_To do_
Print all of the data exactly as written.

_Dataset rows_
▬▬▬▬▬▬

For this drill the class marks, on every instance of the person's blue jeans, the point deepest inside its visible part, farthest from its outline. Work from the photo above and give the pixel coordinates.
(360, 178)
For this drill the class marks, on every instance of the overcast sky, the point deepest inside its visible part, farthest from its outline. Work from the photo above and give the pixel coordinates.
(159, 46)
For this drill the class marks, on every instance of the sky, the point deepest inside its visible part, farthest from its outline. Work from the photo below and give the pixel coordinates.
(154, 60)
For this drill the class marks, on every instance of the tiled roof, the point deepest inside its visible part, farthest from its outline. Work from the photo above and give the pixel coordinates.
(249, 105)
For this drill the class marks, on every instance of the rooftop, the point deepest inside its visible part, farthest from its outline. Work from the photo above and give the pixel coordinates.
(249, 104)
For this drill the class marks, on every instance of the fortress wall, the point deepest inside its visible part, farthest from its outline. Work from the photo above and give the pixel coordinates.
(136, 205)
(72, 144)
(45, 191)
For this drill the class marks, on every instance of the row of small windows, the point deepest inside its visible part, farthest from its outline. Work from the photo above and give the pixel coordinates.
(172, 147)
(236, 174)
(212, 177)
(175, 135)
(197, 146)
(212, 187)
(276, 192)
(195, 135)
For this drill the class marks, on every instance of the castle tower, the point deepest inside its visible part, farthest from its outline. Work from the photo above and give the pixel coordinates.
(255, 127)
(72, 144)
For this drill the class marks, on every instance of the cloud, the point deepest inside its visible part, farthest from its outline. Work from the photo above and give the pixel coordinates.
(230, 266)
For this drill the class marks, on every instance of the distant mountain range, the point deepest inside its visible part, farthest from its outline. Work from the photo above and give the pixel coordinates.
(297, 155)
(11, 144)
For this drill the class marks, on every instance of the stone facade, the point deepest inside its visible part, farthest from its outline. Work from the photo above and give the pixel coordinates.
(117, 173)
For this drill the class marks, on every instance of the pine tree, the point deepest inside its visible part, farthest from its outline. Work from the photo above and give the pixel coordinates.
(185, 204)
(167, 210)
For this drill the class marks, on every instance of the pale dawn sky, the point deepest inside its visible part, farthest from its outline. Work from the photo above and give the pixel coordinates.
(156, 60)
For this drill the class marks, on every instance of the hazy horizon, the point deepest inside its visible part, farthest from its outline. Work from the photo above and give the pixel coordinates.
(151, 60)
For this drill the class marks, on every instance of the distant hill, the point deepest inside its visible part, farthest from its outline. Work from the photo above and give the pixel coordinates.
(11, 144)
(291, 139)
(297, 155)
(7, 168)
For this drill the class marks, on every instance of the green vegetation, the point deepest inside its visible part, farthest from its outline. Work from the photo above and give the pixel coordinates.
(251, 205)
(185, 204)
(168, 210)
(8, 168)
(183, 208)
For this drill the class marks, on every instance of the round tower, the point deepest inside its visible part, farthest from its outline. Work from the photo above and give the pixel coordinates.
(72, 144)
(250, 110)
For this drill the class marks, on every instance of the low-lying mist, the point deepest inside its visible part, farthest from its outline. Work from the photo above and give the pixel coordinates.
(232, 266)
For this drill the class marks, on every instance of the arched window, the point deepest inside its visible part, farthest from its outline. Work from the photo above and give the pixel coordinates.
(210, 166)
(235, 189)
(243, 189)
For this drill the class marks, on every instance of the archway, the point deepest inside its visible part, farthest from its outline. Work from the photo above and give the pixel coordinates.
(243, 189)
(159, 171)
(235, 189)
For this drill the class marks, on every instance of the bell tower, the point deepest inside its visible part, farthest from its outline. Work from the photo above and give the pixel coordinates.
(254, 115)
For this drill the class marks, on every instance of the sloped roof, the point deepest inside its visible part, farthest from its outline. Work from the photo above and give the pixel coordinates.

▬▬▬▬▬▬

_Answer in full_
For this drill the class marks, on every instance of the person's blue jeans, the point deepest inside its visible part, farthest from its outline. Work from the photo above and give the pixel coordinates.
(360, 178)
For this drill the class marks, on every instance of the overcast sky, the point deepest inside its visible part, farthest from its outline. Work from the photo above and give the pixel coordinates.
(159, 46)
For this drill the class marks, on every instance of the sky, the point deepest inside its visible part, farthest from its outline. Work from the photo below and give the pixel coordinates.
(154, 60)
For this drill the class marks, on every instance of the tiled roof, the point deepest inside its visible part, farthest from its outline. Work from the photo above and give the pixel coordinates.
(249, 105)
For this drill the class marks, on every instance of the rooftop, the point deepest inside its visible part, farthest from its outline. Work from the photo above and give the pixel coordinates.
(249, 104)
For this drill the class marks, on every instance of the fortress wall, the point deepest inside its visible part, farthest from its outline. Work from the photo above and give the pixel coordinates.
(136, 205)
(72, 144)
(45, 191)
For this drill the class marks, on every instance of the row of small windows, the point deepest inside its visible part, farthest from its outline. Work from the photo above and give the pixel coordinates.
(172, 147)
(236, 174)
(212, 177)
(175, 135)
(197, 146)
(212, 187)
(276, 192)
(195, 135)
For this drill the class marks, on every instance of the castle tower, the point deepest inside its visible part, farthest from its outline. Work from the photo above and give the pixel coordinates.
(255, 127)
(72, 144)
For this drill the class marks, on every instance of the cloud, the point deepest inside its visible part, farthest from its outline. Work from the photo above and give the pixel coordinates.
(230, 266)
For this drill the class marks, on every instance of the distant mountain range, the point deepest inside its visible part, farthest from its outline. Work from the photo above and give the pixel coordinates.
(297, 155)
(11, 144)
For this drill the class marks, on every instance of the stone facade, the point deepest inside its visible part, farthest from its outline. Work from the photo above and give the pixel coordinates.
(117, 173)
For this drill the class marks, on every instance of the pine tree, the point deepest inside its visible part, farthest from its outline. Work from the photo above and give the pixel coordinates.
(185, 204)
(167, 210)
For this drill the class marks, on every instance of the pale dawn sky, the point deepest inside its visible part, farthest from its outline. Work from the photo above and give the pixel coordinates.
(156, 60)
For this drill the class marks, on every instance of the hazy horizon, the point deepest inside its visible part, farthest from its outline. Work from the photo above and give the pixel coordinates.
(151, 60)
For this drill the class marks, on every instance of the distant hill, the point deepest inside its visible part, farthest from its outline. Work from the photo above and give the pixel coordinates.
(11, 144)
(291, 139)
(297, 155)
(7, 168)
For this drill the class marks, on every instance of the green vegetation, the point deepest inside its visible part, farthest from its outline. Work from the photo above and give the pixel coordinates.
(251, 205)
(185, 204)
(168, 210)
(8, 168)
(183, 208)
For this drill the class marks, on every instance of the round tower, the point deepest inside its visible part, farthest from its outline. Work from the photo above and give the pixel coordinates.
(72, 144)
(250, 110)
For this drill the class marks, on every instance of the low-lying mist, the point deepest inside its visible part, farthest from its outline. Work from the photo above and give the pixel coordinates.
(232, 266)
For this drill the class marks, on every instance of the arched window, the point deepest inside its visible part, farthest from its outline. Work from the photo above and give the pixel coordinates.
(210, 166)
(235, 189)
(243, 189)
For this drill the class marks, on every instance of the archway, the point deepest inside its visible part, farthest from its outline. Work from the photo above and give the pixel coordinates.
(243, 189)
(159, 171)
(235, 189)
For this drill the class marks, on every instance of the bell tower, the point deepest inside its visible part, farthest from its outline. Work from the photo above and give the pixel coordinates.
(254, 115)
For this drill the class marks, on every instance of the sloped roof, the point deepest inside its visible part, farthest from its outline. Work from the photo above and give the pixel coordinates.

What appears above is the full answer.